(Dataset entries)
#####

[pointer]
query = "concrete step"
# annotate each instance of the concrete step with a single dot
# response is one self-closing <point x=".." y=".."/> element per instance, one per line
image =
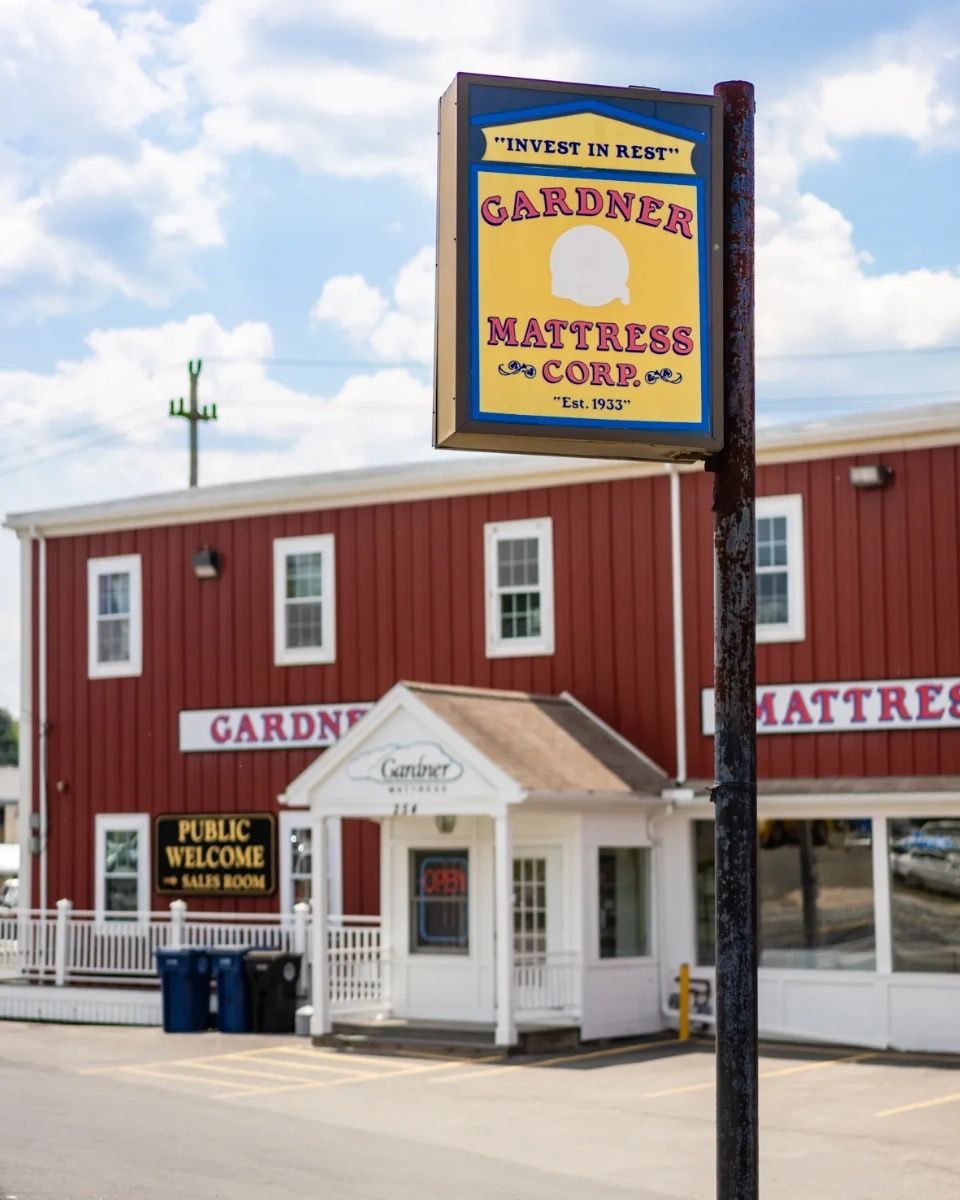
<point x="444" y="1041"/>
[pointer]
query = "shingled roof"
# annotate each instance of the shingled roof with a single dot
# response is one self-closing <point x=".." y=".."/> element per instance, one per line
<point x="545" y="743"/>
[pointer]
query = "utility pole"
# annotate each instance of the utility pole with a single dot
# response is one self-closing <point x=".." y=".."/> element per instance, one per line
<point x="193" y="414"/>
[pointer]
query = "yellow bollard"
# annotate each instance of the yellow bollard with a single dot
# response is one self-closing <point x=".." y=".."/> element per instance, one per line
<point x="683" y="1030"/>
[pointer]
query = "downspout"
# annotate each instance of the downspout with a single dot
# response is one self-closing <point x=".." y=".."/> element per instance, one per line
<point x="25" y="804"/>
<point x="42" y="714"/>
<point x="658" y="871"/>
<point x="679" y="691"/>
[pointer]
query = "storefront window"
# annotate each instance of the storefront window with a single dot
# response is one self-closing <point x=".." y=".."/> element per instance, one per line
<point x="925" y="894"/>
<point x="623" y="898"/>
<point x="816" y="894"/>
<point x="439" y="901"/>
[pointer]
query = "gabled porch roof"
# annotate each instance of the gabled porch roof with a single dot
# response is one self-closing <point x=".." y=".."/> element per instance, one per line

#####

■ WHAT THIS TASK INVOLVES ■
Please make an exact copy of the lines above from the line with "# annotate each instance of the yellow" through the line with "# annotate each instance of the gabled", both ends included.

■ SOLVED PROBLEM ■
# annotate each instance of the yellow bollard with a single dot
# response is one self-closing <point x=".." y=".."/> element per instance, one per line
<point x="683" y="1030"/>
[pointer]
query = "downspout"
# annotate each instance of the downspout with a single dot
# response is one self-closing <point x=".." y=".."/> element per instance, one per line
<point x="25" y="804"/>
<point x="42" y="714"/>
<point x="658" y="871"/>
<point x="679" y="691"/>
[pointer]
query = "storefront window"
# annotate each instance of the storefront window with a single dot
# response is one self-closing <point x=".." y=".."/> element per instance, one per line
<point x="925" y="894"/>
<point x="623" y="898"/>
<point x="816" y="894"/>
<point x="439" y="901"/>
[pointer]
query = "gabled porch roof"
# annotate each instance of the gabled porch roof with a single dot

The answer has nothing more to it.